- Opening Delimiter -
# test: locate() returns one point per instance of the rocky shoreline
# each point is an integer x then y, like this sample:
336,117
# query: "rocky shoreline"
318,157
- Closing Delimiter -
- Opening Delimiter -
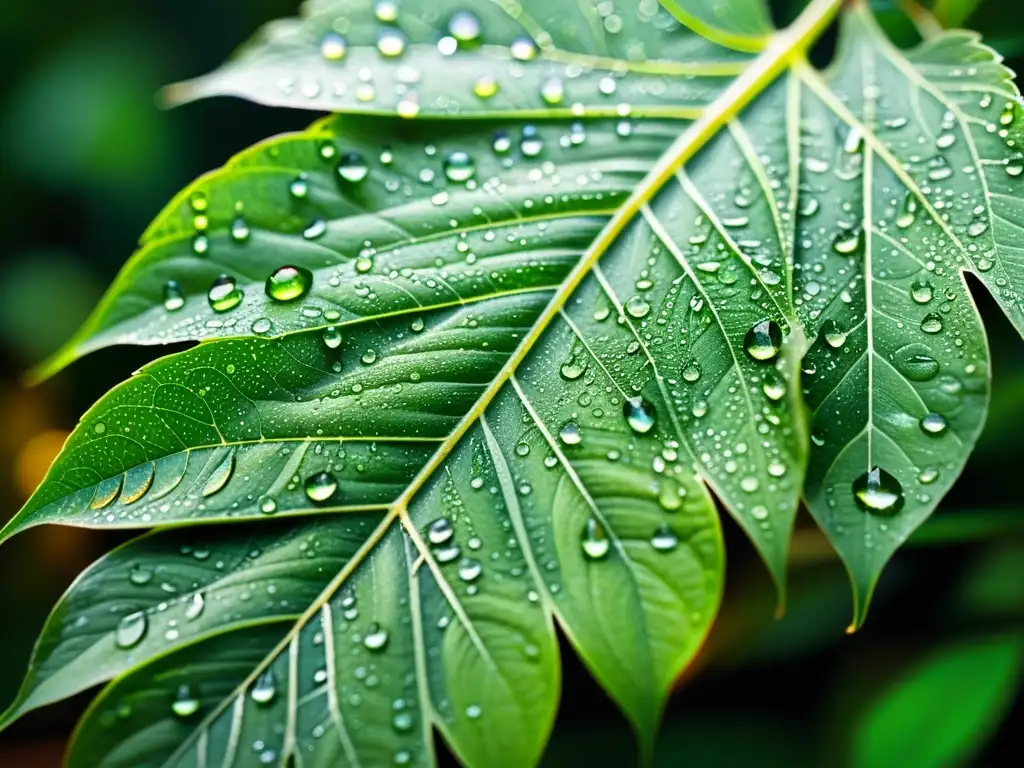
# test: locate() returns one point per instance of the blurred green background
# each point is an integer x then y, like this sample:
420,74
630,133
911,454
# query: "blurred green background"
- Closing Delimiter -
> **Exercise brief**
The expected answer is a copy of each line in the records that holds the word "returns".

> **Result**
# test: locate() returns one point per instance of the rocky shoreline
# test: locate() returns one point per instance of the blurred green background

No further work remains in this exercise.